--- Tasks to perform ---
(a) In the csum_partial patch thread, what change does the patch make to the 8x loop?
(b) Please carry the csum_partial patch thread forward from the point where it stops, writing the next part of the exchange.

Re: [PATCH v1] x86/lib: Optimize 8x loop and memory clobbers in csum_partial.c
From: Noah Goldstein
Date: Fri Nov 26 2021 - 13:42:58 EST
On Fri, Nov 26, 2021 at 10:09 AM Eric Dumazet <edumazet@xxxxxxxxxx> wrote:
>
> On Thu, Nov 25, 2021 at 6:15 PM Noah Goldstein <goldstein.w.n@xxxxxxxxx> wrote:
> >
> > On Thu, Nov 25, 2021 at 7:50 PM Eric Dumazet <edumazet@xxxxxxxxxx> wrote:
> > >
> > > On Thu, Nov 25, 2021 at 11:38 AM Noah Goldstein <goldstein.w.n@xxxxxxxxx> wrote:
> > > >
> > > > Modify the 8x loop to that it uses two independent
> > > > accumulators. Despite adding more instructions the latency and
> > > > throughput of the loop is improved because the `adc` chains can now
> > > > take advantage of multiple execution units.
> > >
> > > Nice !
> > >
> > > Note that I get better results if I do a different split, because the
> > > second chain gets shorter.
> > >
> > > First chain adds 5*8 bytes from the buffer, but first bytes are a mere
> > > load, so that is really 4+1 additions.
> > >
> > > Second chain adds 3*8 bytes from the buffer, plus the result coming
> > > from the first chain, also 4+1 additions.
> >
> > Good call. With that approach I also see an improvement for the 32 byte
> > case (which is on the hot path) so this change might actually matter :)

--- Dataset rows ---
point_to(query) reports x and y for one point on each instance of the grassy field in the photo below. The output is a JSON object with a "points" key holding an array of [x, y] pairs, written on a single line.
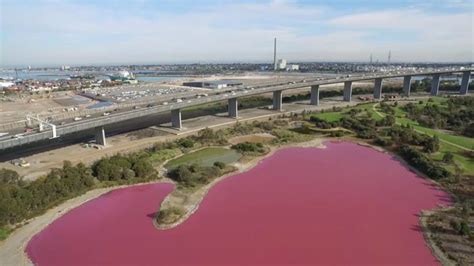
{"points": [[366, 108], [206, 157], [449, 143]]}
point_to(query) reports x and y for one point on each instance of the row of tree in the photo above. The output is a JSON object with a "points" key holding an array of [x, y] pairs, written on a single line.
{"points": [[457, 115], [20, 200]]}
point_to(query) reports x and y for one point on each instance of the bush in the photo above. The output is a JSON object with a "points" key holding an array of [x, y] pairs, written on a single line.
{"points": [[194, 175], [248, 147], [448, 157], [170, 215], [422, 163], [431, 145], [220, 165], [382, 141], [120, 167], [186, 143]]}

--- Answers for the exercise ---
(a) It makes the 8x loop use two independent accumulators.

(b)
> >
> > >
> > > asm("movq 0*8(%[src]),%[res_tmp]\n\t"
> > > "addq 1*8(%[src]),%[res_tmp]\n\t"
> > > "adcq 2*8(%[src]),%[res_tmp]\n\t"
> > > "adcq 3*8(%[src]),%[res_tmp]\n\t"
> > > "adcq 4*8(%[src]),%[res_tmp]\n\t"
> > > "adcq $0,%[res_tmp]\n\t"
> > > "addq 5*8(%[src]),%[res]\n\t"
> > > "adcq 6*8(%[src]),%[res]\n\t"
> > > "adcq 7*8(%[src]),%[res]\n\t"
> > > "adcq %[res_tmp],%[res]\n\t"
> > > "adcq $0,%[res]"
> > > : [res] "+r" (temp64), [res_tmp] "=&r"(temp_accum)
> > > : [src] "r" (buff)
> > > : "memory");
> > >
> > >
> > > >
> > > > Make the memory clobbers more precise. 'buff' is read only and we know
> > > > the exact usage range. There is no reason to write-clobber all memory.
> > >
> > > Not sure if that matters in this function ? Or do we expect it being inlined ?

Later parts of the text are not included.